**ABOUT THIS EXERCISE:**
All lines from the one that mentions "Where can you spot the pink" through the last of the entries below must be copied exactly, with both ends kept.

**Stored data entries:**

● ● ● ●

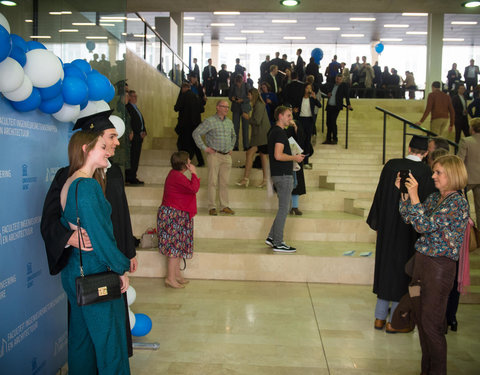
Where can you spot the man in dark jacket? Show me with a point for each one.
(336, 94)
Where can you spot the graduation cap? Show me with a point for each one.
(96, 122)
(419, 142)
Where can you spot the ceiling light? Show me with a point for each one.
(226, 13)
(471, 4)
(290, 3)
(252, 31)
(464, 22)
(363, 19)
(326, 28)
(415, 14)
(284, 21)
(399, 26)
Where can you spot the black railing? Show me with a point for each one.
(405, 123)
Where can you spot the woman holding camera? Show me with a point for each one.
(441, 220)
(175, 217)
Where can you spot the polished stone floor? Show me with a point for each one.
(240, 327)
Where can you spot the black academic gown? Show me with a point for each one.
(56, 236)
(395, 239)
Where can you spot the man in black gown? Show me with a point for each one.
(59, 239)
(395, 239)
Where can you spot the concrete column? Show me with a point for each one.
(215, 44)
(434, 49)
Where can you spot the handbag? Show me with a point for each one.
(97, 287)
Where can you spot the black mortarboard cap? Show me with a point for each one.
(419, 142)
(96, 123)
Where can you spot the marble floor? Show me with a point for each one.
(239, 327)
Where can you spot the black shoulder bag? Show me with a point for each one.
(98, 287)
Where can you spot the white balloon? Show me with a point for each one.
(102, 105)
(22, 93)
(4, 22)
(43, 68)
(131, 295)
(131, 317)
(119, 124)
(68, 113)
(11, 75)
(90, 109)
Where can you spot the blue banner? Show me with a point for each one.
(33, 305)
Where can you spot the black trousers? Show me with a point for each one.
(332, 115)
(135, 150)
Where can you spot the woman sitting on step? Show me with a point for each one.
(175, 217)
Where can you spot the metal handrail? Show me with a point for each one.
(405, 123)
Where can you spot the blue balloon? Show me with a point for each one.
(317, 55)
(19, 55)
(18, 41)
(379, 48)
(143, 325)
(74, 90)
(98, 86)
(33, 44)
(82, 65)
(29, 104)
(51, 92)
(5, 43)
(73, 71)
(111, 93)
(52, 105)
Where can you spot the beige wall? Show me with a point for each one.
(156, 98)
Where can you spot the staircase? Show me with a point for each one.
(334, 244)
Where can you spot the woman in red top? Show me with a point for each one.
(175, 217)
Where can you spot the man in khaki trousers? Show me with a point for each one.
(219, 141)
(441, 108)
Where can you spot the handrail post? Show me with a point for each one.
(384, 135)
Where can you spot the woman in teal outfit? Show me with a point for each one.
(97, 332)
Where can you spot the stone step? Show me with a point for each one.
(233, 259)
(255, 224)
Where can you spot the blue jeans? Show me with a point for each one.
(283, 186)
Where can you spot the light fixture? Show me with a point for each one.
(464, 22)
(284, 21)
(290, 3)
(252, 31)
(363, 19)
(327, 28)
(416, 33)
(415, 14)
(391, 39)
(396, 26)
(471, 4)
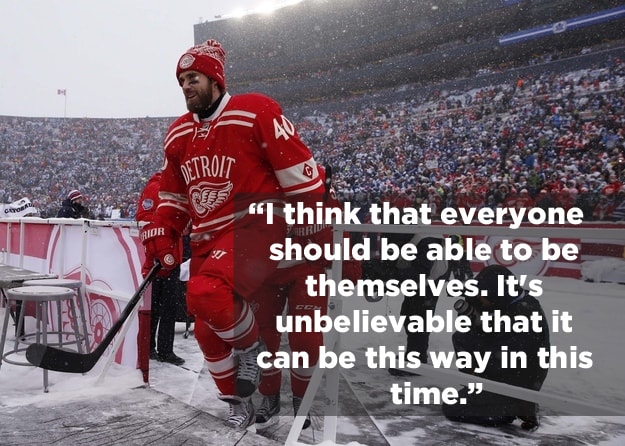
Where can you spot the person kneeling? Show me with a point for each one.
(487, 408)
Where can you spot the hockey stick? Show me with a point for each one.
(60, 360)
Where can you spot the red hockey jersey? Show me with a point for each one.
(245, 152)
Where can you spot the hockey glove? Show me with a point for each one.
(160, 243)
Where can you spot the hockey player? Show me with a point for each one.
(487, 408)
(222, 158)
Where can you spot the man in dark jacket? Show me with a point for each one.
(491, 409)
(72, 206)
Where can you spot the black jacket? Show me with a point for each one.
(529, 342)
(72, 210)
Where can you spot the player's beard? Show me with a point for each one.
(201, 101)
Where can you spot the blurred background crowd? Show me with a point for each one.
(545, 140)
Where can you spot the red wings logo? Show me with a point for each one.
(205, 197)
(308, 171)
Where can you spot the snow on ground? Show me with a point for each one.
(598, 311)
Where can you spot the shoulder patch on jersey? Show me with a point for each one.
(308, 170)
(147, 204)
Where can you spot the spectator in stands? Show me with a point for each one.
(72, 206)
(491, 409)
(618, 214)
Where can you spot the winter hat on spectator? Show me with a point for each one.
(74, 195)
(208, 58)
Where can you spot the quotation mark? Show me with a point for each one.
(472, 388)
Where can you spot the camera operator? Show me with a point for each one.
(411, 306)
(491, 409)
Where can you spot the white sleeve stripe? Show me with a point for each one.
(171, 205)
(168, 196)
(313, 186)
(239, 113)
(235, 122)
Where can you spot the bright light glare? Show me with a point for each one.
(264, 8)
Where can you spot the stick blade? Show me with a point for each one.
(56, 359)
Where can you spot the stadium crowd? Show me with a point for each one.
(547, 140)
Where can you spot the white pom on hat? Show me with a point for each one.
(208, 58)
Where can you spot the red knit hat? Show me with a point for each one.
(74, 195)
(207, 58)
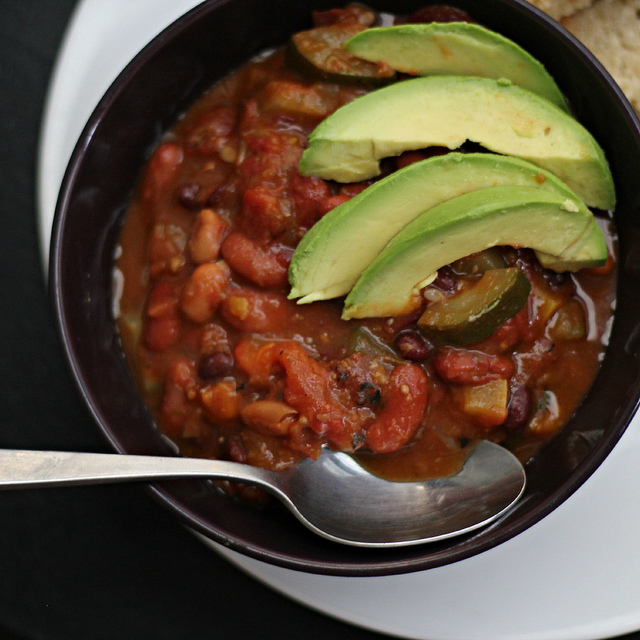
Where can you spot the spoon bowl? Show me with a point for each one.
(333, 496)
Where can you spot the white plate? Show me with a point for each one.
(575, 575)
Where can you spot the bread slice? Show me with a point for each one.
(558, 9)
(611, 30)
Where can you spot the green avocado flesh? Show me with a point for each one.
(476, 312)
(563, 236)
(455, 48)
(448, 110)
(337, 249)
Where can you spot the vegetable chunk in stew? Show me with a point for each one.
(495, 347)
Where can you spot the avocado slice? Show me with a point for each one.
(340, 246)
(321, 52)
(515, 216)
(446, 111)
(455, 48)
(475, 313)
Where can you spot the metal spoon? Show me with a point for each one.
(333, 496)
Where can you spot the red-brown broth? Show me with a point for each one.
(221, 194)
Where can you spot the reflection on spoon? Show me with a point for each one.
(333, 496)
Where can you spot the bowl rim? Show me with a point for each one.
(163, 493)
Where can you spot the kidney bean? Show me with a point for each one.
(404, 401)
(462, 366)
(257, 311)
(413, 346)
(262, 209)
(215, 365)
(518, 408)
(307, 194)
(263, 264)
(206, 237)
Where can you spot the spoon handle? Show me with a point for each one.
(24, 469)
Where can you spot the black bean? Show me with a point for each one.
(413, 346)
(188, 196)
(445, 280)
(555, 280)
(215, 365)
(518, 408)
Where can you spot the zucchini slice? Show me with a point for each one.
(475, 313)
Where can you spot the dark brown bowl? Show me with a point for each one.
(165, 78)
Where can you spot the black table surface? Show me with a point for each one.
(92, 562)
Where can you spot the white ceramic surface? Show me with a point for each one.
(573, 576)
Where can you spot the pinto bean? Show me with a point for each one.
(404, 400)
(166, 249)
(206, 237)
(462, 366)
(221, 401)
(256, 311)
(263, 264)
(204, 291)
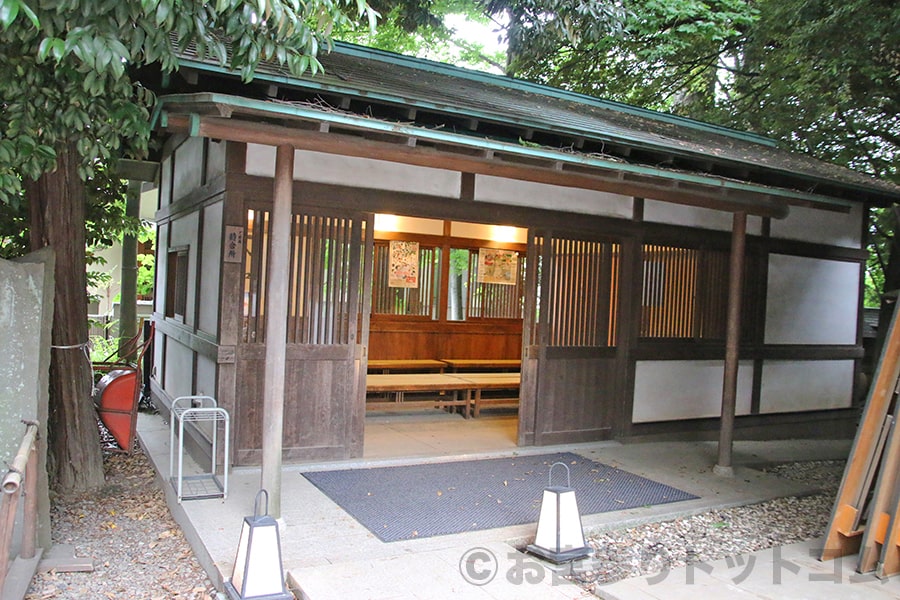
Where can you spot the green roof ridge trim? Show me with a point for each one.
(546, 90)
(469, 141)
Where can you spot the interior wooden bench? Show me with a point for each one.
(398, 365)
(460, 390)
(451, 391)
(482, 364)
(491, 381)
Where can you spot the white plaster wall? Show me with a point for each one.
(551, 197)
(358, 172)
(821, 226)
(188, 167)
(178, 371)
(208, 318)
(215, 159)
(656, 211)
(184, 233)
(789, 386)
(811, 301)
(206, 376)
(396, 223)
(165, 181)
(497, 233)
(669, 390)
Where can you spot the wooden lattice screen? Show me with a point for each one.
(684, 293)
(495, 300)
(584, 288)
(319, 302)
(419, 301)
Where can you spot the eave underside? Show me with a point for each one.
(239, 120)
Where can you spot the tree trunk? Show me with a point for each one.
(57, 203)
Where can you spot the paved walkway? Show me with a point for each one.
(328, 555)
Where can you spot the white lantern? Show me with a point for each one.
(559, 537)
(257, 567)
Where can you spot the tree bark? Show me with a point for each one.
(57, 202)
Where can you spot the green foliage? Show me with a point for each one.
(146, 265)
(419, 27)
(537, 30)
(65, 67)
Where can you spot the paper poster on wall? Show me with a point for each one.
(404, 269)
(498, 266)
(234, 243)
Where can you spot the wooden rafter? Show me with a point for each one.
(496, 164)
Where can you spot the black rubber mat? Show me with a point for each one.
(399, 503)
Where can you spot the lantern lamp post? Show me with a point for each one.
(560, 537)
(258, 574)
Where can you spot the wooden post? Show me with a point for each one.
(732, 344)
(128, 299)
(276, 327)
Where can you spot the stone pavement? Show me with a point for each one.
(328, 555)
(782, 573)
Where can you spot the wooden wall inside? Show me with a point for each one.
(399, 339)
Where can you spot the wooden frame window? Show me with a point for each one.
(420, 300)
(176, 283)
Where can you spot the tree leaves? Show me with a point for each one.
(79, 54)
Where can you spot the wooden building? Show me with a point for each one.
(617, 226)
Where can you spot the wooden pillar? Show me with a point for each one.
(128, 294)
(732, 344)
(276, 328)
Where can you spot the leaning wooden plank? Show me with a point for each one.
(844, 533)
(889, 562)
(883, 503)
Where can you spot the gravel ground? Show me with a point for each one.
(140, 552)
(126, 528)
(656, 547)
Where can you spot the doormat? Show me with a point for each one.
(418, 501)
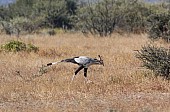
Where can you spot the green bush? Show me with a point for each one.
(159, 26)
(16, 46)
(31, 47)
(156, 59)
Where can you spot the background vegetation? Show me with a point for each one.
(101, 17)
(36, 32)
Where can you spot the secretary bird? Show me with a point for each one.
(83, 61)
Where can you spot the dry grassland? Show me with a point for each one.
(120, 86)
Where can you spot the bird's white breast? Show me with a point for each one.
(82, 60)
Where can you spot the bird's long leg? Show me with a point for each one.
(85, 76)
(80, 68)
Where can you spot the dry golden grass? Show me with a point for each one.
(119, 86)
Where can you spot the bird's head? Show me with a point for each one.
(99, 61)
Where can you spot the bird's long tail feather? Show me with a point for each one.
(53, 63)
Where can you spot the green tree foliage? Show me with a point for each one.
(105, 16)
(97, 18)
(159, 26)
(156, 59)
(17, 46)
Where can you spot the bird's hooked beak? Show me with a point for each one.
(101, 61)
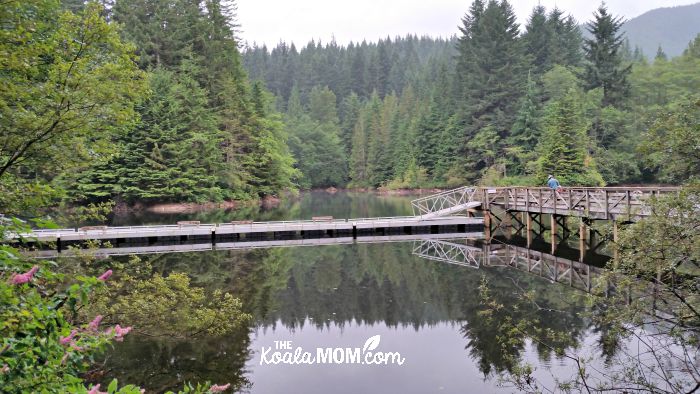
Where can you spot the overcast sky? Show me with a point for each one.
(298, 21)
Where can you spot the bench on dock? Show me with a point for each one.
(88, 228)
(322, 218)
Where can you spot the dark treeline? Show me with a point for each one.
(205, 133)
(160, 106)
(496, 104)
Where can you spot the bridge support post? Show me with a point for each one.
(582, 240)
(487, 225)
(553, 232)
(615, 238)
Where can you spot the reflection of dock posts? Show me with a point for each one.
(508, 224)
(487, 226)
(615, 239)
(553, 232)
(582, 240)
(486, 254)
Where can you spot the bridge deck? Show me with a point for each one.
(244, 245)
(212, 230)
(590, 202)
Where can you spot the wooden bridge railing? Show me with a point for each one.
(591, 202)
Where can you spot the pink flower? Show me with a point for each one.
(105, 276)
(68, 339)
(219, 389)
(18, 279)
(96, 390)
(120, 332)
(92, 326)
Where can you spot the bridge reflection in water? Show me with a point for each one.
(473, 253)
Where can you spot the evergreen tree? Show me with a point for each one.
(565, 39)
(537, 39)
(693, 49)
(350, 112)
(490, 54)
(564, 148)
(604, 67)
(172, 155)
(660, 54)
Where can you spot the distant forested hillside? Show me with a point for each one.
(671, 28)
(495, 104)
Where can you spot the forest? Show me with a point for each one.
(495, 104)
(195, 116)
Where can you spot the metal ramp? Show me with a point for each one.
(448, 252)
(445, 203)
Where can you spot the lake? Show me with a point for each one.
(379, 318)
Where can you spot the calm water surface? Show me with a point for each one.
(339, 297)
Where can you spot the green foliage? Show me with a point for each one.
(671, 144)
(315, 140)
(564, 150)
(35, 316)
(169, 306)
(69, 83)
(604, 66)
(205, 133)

● ● ● ●

**EXERCISE RESULT:**
Where can you spot the pink flower? Show me with a point for each one.
(105, 276)
(68, 339)
(219, 389)
(18, 279)
(96, 390)
(120, 332)
(92, 326)
Where can you spot the bridge reflection in water? Show me with a point for each one.
(473, 253)
Where can you spot the evergreen tree? Show me with a point for each one.
(565, 39)
(537, 39)
(693, 49)
(350, 112)
(490, 54)
(564, 148)
(604, 67)
(172, 155)
(660, 54)
Where can you spot the distant forested hillside? Show me with a point for each one.
(671, 28)
(495, 104)
Where can you spot the forest? Show me with a point for each one.
(495, 104)
(195, 116)
Where can you spot the metal ramp? Show me with a point for each one.
(448, 252)
(445, 203)
Where can you spot the lake? Show me with a point for each one.
(379, 318)
Where can you spot the calm water surface? Show me with a point for each one.
(339, 297)
Where can you spot the green foliage? Show me with a point for each one.
(671, 144)
(315, 140)
(564, 150)
(35, 316)
(169, 306)
(69, 83)
(604, 66)
(205, 133)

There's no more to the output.